--- begin MATERIAL FOR THIS TASK ---
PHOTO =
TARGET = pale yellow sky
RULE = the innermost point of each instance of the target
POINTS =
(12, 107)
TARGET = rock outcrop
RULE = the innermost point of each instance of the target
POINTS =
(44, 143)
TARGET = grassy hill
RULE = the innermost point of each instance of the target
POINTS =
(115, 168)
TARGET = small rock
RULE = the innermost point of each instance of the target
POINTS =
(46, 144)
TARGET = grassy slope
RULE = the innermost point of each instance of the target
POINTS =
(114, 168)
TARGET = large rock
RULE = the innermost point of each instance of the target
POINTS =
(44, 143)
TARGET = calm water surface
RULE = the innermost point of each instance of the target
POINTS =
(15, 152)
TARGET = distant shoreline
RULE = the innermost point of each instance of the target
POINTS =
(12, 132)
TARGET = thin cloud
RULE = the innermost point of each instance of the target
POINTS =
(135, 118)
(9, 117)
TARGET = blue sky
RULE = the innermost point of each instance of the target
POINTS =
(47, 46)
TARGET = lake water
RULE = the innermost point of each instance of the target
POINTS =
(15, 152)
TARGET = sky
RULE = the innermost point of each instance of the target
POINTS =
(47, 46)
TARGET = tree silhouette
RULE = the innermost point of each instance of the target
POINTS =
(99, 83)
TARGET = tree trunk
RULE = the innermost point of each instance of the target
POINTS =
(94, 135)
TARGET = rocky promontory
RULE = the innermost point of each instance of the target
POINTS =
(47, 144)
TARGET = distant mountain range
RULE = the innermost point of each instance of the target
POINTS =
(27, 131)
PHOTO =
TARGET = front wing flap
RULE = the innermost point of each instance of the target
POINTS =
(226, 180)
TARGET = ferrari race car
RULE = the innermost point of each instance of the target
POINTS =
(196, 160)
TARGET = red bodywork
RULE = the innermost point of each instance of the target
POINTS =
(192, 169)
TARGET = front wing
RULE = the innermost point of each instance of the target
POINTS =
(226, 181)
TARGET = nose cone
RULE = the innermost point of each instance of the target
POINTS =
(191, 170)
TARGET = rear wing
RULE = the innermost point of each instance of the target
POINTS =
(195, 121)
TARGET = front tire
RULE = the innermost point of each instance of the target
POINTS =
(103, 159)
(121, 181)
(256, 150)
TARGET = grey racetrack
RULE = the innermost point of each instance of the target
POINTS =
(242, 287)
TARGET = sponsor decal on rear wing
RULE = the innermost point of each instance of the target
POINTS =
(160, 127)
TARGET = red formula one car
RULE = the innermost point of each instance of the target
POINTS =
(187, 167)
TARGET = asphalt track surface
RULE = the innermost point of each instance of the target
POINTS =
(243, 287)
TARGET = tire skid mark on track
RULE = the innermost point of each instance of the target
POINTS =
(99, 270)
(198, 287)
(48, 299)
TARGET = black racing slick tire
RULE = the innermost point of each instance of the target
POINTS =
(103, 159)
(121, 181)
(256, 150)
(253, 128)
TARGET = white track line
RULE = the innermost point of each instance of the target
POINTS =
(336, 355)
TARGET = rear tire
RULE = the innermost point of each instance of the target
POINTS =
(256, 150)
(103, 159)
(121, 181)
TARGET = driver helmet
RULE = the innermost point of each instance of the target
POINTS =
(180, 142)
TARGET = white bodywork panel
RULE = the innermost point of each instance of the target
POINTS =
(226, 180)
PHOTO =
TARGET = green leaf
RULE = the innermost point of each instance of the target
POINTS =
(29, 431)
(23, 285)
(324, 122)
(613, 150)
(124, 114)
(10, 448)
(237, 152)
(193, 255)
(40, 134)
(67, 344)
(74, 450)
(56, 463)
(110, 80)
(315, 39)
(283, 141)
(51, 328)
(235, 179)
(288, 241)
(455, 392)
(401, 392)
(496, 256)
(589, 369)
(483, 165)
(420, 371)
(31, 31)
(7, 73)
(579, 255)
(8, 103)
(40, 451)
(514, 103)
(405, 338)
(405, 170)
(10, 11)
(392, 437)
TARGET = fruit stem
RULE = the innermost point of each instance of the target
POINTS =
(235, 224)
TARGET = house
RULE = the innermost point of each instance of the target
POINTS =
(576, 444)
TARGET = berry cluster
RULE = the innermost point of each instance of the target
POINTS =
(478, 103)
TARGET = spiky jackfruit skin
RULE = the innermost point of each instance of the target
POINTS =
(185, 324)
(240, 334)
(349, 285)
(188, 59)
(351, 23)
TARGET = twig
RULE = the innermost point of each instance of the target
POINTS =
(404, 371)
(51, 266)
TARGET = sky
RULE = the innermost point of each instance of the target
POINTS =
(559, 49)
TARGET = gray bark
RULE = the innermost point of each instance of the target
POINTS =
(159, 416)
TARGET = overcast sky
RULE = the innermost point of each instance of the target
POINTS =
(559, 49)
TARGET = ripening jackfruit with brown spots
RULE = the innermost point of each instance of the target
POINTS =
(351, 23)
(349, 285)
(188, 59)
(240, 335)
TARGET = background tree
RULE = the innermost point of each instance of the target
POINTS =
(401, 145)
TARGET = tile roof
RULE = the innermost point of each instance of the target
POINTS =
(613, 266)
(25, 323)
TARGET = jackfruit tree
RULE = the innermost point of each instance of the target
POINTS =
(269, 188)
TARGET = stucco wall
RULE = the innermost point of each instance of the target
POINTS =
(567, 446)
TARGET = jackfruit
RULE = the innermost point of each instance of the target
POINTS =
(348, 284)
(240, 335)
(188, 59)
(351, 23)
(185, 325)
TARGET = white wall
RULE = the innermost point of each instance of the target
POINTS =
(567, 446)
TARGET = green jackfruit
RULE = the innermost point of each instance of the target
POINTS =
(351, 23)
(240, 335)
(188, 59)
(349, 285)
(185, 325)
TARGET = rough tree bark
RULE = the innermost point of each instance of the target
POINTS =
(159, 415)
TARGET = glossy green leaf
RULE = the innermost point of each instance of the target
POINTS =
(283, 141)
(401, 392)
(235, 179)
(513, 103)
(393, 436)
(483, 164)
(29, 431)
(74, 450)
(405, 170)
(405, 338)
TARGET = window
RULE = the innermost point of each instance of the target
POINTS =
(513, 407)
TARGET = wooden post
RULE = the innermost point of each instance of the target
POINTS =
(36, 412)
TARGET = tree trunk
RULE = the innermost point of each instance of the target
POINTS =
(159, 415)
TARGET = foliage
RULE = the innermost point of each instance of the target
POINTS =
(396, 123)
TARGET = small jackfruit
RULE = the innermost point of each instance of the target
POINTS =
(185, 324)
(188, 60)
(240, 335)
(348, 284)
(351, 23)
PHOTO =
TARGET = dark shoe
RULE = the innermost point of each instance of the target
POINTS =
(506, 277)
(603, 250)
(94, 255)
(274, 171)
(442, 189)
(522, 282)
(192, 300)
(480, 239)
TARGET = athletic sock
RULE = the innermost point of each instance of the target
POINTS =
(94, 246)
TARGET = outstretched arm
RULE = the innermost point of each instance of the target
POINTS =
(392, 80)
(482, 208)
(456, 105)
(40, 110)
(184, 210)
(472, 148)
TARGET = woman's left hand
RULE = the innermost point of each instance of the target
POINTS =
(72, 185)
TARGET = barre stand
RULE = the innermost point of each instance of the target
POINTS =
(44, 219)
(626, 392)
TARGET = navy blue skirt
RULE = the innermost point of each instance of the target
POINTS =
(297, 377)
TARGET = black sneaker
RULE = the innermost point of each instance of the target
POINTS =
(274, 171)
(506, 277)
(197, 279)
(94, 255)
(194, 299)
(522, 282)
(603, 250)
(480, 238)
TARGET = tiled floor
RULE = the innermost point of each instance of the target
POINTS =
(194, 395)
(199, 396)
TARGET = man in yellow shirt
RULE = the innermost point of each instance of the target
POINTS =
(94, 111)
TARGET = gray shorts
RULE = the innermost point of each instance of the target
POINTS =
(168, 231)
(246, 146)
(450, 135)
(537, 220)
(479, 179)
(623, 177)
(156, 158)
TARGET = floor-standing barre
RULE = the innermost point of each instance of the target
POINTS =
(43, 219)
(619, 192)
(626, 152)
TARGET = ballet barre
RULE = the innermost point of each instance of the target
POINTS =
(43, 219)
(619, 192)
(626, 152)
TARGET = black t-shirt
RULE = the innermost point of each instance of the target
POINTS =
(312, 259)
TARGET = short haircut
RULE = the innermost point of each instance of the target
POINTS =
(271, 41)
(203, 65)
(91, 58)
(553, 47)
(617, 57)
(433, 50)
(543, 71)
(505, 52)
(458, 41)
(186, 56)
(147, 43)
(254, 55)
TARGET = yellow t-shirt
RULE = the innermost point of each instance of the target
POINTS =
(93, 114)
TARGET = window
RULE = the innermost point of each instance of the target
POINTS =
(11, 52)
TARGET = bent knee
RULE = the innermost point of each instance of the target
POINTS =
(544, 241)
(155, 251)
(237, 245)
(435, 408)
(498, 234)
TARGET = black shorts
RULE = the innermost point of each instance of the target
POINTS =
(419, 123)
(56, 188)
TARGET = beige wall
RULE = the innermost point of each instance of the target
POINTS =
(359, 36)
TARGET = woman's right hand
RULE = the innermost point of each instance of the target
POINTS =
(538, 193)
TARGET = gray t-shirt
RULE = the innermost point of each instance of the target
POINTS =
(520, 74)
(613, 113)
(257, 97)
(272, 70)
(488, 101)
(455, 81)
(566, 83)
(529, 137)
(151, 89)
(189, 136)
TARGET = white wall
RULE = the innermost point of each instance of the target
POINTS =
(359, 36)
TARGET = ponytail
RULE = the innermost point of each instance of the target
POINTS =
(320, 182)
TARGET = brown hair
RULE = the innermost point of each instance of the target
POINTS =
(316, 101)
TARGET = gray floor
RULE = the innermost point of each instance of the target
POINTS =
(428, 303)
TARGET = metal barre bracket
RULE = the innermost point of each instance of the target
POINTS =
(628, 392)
--- end MATERIAL FOR THIS TASK ---
--- begin MATERIAL FOR THIS TASK ---
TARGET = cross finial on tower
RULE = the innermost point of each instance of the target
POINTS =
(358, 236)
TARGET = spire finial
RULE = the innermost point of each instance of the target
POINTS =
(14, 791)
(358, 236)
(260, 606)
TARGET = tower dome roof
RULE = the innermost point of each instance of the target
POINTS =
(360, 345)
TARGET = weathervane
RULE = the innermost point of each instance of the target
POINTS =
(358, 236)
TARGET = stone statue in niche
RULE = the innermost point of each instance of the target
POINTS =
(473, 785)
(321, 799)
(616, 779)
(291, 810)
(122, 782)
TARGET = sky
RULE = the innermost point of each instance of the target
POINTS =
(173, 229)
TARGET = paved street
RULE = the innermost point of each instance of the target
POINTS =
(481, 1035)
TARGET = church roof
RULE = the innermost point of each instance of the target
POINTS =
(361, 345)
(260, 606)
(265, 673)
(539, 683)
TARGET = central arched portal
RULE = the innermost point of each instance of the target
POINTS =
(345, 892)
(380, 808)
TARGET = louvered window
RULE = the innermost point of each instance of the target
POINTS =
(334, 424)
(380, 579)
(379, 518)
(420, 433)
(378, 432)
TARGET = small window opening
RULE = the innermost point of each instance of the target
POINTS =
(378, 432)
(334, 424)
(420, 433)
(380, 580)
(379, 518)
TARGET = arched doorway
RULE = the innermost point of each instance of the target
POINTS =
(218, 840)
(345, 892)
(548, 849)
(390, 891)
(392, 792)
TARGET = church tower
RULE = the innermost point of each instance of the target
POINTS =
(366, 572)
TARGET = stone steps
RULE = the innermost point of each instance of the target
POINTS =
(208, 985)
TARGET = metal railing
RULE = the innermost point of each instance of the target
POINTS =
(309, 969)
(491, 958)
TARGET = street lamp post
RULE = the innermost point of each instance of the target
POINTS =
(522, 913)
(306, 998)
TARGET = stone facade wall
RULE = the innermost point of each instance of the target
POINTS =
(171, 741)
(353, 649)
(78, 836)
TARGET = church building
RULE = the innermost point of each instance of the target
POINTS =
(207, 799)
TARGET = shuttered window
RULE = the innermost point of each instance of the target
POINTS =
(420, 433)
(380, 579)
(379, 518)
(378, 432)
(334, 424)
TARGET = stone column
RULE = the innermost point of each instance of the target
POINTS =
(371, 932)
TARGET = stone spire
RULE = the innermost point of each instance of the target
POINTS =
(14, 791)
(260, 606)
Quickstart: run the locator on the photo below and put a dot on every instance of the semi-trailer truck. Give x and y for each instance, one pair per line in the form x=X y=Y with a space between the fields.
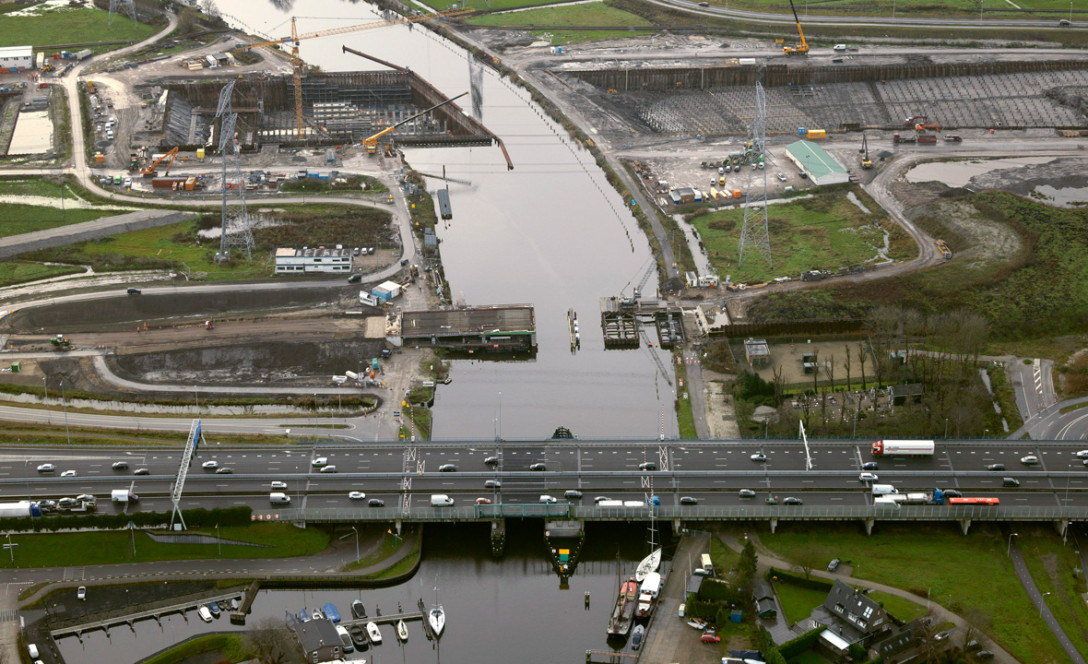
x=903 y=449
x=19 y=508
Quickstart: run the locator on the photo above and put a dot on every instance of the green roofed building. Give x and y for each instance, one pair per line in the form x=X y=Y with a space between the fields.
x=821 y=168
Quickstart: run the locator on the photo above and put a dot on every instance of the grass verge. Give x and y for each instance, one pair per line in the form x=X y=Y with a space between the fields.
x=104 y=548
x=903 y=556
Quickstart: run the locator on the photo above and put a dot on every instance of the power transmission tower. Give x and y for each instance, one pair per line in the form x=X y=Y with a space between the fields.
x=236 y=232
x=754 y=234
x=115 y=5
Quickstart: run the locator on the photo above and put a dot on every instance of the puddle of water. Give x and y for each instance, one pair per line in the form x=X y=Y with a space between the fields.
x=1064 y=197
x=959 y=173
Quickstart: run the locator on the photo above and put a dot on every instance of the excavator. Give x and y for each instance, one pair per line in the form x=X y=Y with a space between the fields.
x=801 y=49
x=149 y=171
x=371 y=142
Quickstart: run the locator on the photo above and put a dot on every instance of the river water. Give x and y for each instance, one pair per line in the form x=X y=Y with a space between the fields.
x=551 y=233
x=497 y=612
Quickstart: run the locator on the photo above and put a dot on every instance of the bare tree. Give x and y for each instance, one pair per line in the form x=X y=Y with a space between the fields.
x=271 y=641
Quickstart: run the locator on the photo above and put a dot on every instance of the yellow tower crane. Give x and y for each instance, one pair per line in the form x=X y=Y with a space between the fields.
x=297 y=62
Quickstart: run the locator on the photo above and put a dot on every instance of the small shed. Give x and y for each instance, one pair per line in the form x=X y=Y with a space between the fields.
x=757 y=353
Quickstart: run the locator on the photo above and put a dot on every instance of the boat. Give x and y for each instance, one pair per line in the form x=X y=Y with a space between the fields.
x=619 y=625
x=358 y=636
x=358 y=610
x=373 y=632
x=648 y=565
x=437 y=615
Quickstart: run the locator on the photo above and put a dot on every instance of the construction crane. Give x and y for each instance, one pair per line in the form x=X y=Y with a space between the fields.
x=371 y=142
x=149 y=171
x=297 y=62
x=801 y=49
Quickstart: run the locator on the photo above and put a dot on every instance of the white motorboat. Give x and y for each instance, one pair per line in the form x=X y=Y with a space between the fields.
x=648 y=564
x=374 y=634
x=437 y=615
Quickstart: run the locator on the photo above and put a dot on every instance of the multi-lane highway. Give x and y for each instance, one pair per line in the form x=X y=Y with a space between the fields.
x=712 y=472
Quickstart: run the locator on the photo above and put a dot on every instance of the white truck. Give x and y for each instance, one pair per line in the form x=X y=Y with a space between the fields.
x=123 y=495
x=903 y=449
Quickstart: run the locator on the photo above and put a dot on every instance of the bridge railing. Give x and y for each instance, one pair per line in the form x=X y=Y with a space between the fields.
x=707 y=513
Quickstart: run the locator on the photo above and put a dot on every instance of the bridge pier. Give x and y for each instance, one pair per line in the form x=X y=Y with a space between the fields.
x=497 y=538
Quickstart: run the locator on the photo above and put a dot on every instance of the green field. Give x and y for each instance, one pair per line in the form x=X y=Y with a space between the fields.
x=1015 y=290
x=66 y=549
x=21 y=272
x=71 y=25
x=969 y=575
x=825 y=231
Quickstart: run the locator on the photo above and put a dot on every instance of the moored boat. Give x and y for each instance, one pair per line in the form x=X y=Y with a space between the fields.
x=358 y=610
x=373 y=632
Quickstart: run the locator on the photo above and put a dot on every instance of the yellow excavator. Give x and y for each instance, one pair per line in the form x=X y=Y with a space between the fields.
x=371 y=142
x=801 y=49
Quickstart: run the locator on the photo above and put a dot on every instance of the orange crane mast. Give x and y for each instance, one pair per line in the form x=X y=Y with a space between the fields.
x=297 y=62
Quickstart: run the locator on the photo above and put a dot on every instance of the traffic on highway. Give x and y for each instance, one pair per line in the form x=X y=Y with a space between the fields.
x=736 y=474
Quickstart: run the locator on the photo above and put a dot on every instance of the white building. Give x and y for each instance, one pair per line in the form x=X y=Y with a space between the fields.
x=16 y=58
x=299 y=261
--- end MATERIAL FOR THIS TASK ---
__BRIEF__.
Return each line of the records above that contains the string "hand", treating uppercase and lowercase as different.

__THE REPLY__.
TARGET = woman's left hand
TARGET = woman's right hand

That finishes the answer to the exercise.